─── Texte du document
Le sujet invite à s’interroger sur le rôle de l’État dans la construction des mémoires. Il s’agit de montrer que l’État est confronté à d’autres acteurs qui participent aussi à ce processus. Leurs relations contribuent à faire émerger une mémoire collective apaisée.

En quoi la construction des mémoires est-elle le fruit de relations complexes entre de multiples acteurs ?

Construire le plan

Tableau de 3 lignes, 2 colonnes ;Corps du tableau de 3 lignes ;Ligne 1 : I. L’État cherche à construire une mémoire officielle…; Pourquoi les États cherchent-ils parfois à imposer leur vision d’événements du passé ?Pourquoi les politiques peuvent-ils faire le choix d’oublier certains évènements ?Comment, au contraire, mettent-ils en avant certains faits dont ils veulent que la société se souvienne ?; Ligne 2 : II. … mais les acteurs de la construction des mémoires sont multiples…; Quels autres acteurs participent à la construction des mémoires ?Les historiens et les juges ont-ils un rôle à jouer ?; Ligne 3 : III. … et les mémoires évoluent en fonction des relations que ces acteurs entretiennent; Quelles tensions existent entre les différents acteurs qui construisent les mémoires ?Pourquoi et comment peuvent-ils être amenés à coopérer ?;

Les titres et les indications entre crochets ne doivent pas figurer sur la copie.
──────
- **Exercices à traiter**:
a. Que répondre à ces questions sur le texte sur la construction des mémoires ?
(i) Selon ce texte, à quoi l'État est-il confronté ?
(ii) Quel intitulé porte la partie II du plan ?
(iii) Qu'est-ce qui ne doit pas figurer sur la copie ?
b. Recopiez le passage du texte sur la construction des mémoires depuis « Le sujet invite » jusqu'à « de multiples acteurs ? » inclus.
Les lignes de données ne servent à rien ici.
─── Lignes de données
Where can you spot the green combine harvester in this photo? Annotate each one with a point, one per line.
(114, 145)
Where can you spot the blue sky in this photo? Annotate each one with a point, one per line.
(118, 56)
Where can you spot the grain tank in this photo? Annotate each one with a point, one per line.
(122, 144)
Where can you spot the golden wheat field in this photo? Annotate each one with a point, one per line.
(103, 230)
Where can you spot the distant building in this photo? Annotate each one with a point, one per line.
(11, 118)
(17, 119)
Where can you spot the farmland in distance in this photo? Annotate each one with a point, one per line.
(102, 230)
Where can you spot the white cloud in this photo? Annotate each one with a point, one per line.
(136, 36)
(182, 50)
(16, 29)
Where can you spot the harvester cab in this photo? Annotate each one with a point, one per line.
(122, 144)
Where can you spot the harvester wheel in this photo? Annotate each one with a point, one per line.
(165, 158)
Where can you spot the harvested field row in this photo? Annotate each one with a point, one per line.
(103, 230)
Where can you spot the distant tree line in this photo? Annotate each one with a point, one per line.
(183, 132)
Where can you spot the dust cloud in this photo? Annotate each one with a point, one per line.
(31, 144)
──────
─── Lignes de données
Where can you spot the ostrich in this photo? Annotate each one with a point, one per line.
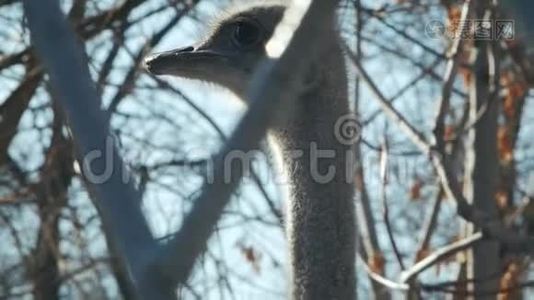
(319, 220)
──────
- **Les corrigés**:
a.
(i) L'État est confronté à d'autres acteurs qui participent aussi à la construction des mémoires.
(ii) « … mais les acteurs de la construction des mémoires sont multiples… »
(iii) Les titres et les indications entre crochets.

b.
Le sujet invite à s’interroger sur le rôle de l’État dans la construction des mémoires. Il s’agit de montrer que l’État est confronté à d’autres acteurs qui participent aussi à ce processus. Leurs relations contribuent à faire émerger une mémoire collective apaisée.

En quoi la construction des mémoires est-elle le fruit de relations complexes entre de multiples acteurs ?